-- BEGIN --
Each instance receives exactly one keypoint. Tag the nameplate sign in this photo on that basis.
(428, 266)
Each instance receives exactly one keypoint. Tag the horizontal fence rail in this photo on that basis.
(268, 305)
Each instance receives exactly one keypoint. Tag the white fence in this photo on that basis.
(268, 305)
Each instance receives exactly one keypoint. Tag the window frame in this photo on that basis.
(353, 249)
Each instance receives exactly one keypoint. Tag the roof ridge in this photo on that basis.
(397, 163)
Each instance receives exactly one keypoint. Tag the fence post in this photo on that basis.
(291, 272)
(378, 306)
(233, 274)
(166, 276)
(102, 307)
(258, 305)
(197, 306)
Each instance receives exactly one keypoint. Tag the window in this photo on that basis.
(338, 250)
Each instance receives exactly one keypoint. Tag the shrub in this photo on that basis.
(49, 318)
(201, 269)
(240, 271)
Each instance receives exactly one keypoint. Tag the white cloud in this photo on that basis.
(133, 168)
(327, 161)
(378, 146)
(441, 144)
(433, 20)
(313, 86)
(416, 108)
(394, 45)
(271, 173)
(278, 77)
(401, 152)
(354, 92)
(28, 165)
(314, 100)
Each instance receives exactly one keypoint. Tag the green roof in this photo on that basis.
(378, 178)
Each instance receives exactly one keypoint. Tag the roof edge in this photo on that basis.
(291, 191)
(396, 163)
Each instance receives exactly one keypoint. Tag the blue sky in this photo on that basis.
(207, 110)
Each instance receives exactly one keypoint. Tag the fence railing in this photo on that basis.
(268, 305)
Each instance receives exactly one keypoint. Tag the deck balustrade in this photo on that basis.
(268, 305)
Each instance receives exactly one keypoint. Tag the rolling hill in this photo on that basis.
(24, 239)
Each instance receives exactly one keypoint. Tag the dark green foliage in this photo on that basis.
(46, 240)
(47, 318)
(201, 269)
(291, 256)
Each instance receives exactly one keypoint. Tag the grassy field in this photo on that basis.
-- END --
-- What is being asked --
Extract every row above and reproduce each one verbatim, keeping the original order.

-- Final result --
Each instance receives exactly one keypoint. Tag the nameplate sign in this photo on that basis.
(428, 266)
Each instance receives exactly one keypoint. Tag the horizontal fence rail in this photo on that basis.
(268, 305)
Each instance receives exactly one keypoint. Tag the white fence in this photo on that basis.
(268, 305)
Each instance receives exactly one keypoint. Tag the window frame in this photo on that basis.
(353, 249)
Each instance receives exactly one keypoint. Tag the roof ridge in this photo on that basis.
(397, 163)
Each instance receives exactly one keypoint. Tag the fence post in this photo on that basis.
(291, 272)
(378, 306)
(233, 274)
(166, 276)
(102, 307)
(258, 305)
(197, 306)
Each instance receives exactly one keypoint. Tag the window in this photo on that basis.
(338, 250)
Each instance receives exactly one keypoint. Tag the shrub in this photo on that basis.
(49, 318)
(201, 269)
(240, 271)
Each instance receives exactly one keypoint. Tag the white cloud in this photo on that basis.
(133, 168)
(327, 161)
(378, 146)
(441, 144)
(433, 20)
(313, 86)
(416, 108)
(394, 45)
(271, 173)
(278, 77)
(401, 152)
(354, 92)
(28, 165)
(314, 100)
Each instance receives exactly one keypoint. Tag the green roof in this photo on that basis.
(378, 178)
Each instance receives exactly one keypoint. Tag the roof edge in this photo on that basis.
(291, 191)
(396, 163)
Each instance receives exactly one keypoint. Tag the blue sky in this photo on that basis.
(207, 110)
Each instance receives exactly one keypoint. Tag the fence railing in this photo on that basis.
(268, 305)
Each instance receives exactly one keypoint. Tag the deck balustrade in this photo on that basis.
(268, 305)
Each instance receives exactly one keypoint. Tag the rolling hill in this photo on that basis.
(24, 239)
Each instance receives exactly one keypoint. Tag the dark green foliage in this photo on that basis.
(46, 240)
(47, 318)
(201, 269)
(291, 256)
Each instance receives exactly one keypoint. Tag the grassy field in this photo on that basis.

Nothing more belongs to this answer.